WHAT TO WORK ON:
1. Write out everything in the R1a haplogroup text from "Current R1a- M17/SRY-1532" down to "5A and 5B).".
2. In the R1a haplogroup text, what age has been approximated for M17?

PAGE TEXT:
§

R1a haplogroup occurs at 16% frequency in SEE (fig. 2). The age of M17 has been approximated to 15 KYA (Semino et al. 2000, Wells et al. 2001). Kivisild et al. (2003) suggested that southern and western Asia might be the source of R1 and R1a differentiation.


Current R1a- M17/SRY-1532 distribution in Europe shows an increasing west-east frequency and variance gradients with peaks among Finno-Ugric and Slavic speakers (figs. 5C and 5D). Similarly to I1b* (xM26), R1a frequency gradient decreases slowly to the south (to 10% in Albanians, 8% in Greeks and 7% in Turks) and abruptly in the west (3% in Italians) (table 1). R1a frequency and STR variance decrease in the north-south direction in SEE, from 34% - 25% in mainland Croatians and Bosnians to 12% - 16% in Herzegovinians, Macedonians and Serbians (figs. 5A and 5B).

§

STUDY MATERIAL:

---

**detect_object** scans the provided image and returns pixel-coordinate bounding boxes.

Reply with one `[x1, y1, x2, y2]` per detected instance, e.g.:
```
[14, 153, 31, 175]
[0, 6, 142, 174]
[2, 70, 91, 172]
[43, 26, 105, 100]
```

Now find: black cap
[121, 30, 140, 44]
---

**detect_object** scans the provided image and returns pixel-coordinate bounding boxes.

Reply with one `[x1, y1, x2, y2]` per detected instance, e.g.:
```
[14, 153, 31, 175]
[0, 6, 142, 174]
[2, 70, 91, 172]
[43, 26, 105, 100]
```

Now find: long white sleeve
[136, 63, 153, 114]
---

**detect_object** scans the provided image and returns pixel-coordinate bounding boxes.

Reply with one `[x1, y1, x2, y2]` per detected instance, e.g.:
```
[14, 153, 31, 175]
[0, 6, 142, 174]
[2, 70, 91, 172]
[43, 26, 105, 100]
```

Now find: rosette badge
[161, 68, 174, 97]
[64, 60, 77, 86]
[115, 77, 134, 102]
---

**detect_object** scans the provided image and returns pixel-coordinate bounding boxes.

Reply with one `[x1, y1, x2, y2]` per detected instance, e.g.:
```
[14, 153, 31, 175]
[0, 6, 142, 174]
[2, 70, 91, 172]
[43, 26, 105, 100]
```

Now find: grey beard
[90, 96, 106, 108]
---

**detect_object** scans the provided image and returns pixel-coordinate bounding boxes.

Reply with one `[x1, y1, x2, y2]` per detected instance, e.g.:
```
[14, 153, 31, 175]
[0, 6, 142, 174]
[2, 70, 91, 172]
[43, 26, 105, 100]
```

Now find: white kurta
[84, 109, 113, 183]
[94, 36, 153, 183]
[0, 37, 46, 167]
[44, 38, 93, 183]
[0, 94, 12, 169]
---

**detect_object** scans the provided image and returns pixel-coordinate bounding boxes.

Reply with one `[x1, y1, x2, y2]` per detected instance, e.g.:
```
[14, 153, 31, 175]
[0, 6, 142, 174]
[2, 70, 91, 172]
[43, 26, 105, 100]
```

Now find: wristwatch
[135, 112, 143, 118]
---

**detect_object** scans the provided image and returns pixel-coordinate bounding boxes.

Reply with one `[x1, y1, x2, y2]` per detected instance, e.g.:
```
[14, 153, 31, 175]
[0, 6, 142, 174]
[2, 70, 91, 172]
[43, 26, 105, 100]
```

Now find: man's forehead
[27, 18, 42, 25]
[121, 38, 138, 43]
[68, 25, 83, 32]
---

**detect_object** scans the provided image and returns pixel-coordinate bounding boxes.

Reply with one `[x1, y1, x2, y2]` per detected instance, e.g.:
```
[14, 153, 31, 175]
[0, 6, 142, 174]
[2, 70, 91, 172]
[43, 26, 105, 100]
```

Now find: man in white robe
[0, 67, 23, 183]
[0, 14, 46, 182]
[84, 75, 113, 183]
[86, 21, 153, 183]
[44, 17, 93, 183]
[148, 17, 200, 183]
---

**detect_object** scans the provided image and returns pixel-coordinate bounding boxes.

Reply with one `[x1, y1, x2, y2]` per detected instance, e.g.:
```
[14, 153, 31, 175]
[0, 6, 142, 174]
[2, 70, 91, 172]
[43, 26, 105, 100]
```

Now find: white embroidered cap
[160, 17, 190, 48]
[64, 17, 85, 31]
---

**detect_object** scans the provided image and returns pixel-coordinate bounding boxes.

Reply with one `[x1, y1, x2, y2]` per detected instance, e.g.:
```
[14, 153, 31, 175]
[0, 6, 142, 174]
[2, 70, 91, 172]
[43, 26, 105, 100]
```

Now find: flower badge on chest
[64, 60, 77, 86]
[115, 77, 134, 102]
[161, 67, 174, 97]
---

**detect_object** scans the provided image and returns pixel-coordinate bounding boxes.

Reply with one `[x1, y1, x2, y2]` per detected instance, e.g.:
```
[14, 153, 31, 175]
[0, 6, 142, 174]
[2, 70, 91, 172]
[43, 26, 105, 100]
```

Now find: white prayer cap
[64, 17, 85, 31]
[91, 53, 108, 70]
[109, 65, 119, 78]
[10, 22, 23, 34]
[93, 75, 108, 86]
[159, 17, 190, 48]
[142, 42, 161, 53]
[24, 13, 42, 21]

§

OUTPUTS IN ORDER:
1.
Current R1a- M17/SRY-1532 distribution in Europe shows an increasing west-east frequency and variance gradients with peaks among Finno-Ugric and Slavic speakers (figs. 5C and 5D). Similarly to I1b* (xM26), R1a frequency gradient decreases slowly to the south (to 10% in Albanians, 8% in Greeks and 7% in Turks) and abruptly in the west (3% in Italians) (table 1). R1a frequency and STR variance decrease in the north-south direction in SEE, from 34% - 25% in mainland Croatians and Bosnians to 12% - 16% in Herzegovinians, Macedonians and Serbians (figs. 5A and 5B).

2. 15 KYA